## start DATA FOR PROCESSING

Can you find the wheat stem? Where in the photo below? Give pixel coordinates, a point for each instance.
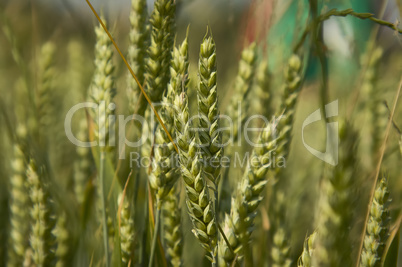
(155, 236)
(103, 203)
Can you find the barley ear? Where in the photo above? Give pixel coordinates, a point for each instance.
(377, 227)
(19, 217)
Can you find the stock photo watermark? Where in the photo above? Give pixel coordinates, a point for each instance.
(246, 128)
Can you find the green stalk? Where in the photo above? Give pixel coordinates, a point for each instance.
(155, 237)
(102, 195)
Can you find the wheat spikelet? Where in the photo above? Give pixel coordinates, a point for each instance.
(199, 203)
(40, 239)
(102, 88)
(262, 90)
(242, 86)
(159, 51)
(308, 250)
(127, 234)
(209, 136)
(377, 227)
(164, 173)
(62, 240)
(291, 91)
(19, 217)
(238, 224)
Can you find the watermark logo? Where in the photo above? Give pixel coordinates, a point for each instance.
(330, 155)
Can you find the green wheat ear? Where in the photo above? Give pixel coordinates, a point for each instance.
(40, 239)
(242, 87)
(159, 52)
(102, 88)
(199, 203)
(207, 95)
(127, 232)
(308, 250)
(164, 172)
(137, 50)
(19, 217)
(377, 227)
(238, 225)
(336, 203)
(62, 240)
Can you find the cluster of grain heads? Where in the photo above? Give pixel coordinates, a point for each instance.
(159, 52)
(127, 233)
(45, 88)
(19, 215)
(308, 250)
(199, 203)
(336, 202)
(242, 86)
(102, 88)
(377, 230)
(172, 229)
(138, 40)
(238, 225)
(164, 172)
(62, 240)
(40, 238)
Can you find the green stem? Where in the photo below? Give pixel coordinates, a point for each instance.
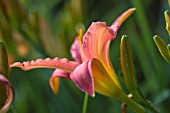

## end DATA FOR PROCESSING

**THE REQUEST:** Copy every line of the records above word for word, leaving out the pictures.

**EXERCISE OUTPUT:**
Can you find the wheat stem? Where in the photo below? Give pixel coordinates, a point for each instance.
(155, 236)
(103, 203)
Can you find the barley ear? Where in the photo above? Give pixel coordinates, a point for each instance.
(377, 227)
(19, 217)
Can you find the stock photo watermark? Where in the photo above? Give pixel coordinates, a point for each instance.
(246, 128)
Can you find the green stalk? Where in the photo above? Give pixel coordinates, a point for each instance.
(155, 237)
(102, 195)
Can you find the wheat spikelet? Where in the photo above? Give pixel coordinates, a point for each instance.
(199, 203)
(40, 239)
(102, 88)
(262, 90)
(242, 86)
(159, 51)
(308, 250)
(127, 234)
(209, 136)
(377, 227)
(164, 173)
(62, 240)
(291, 91)
(19, 217)
(238, 224)
Can you find the watermark logo? Where in the photo above? Give pixel coordinates, a point for each instance.
(330, 155)
Can you find the green wheat ear? Where in the photo above? Give pixel coordinates, a point for each instance.
(40, 239)
(242, 87)
(159, 52)
(102, 88)
(199, 203)
(207, 95)
(127, 232)
(308, 250)
(164, 172)
(137, 50)
(19, 217)
(377, 227)
(238, 225)
(336, 203)
(62, 240)
Can you find the cluster of grain heads? Where in the photo above? Give pixel coordinates, a point for each instance.
(159, 52)
(127, 233)
(45, 88)
(19, 215)
(308, 250)
(199, 203)
(336, 202)
(242, 86)
(102, 88)
(377, 230)
(172, 229)
(138, 40)
(238, 225)
(164, 172)
(62, 240)
(40, 238)
Can you find the green stem? Where in the photo below? Give pixel coordinates, a point for each instance.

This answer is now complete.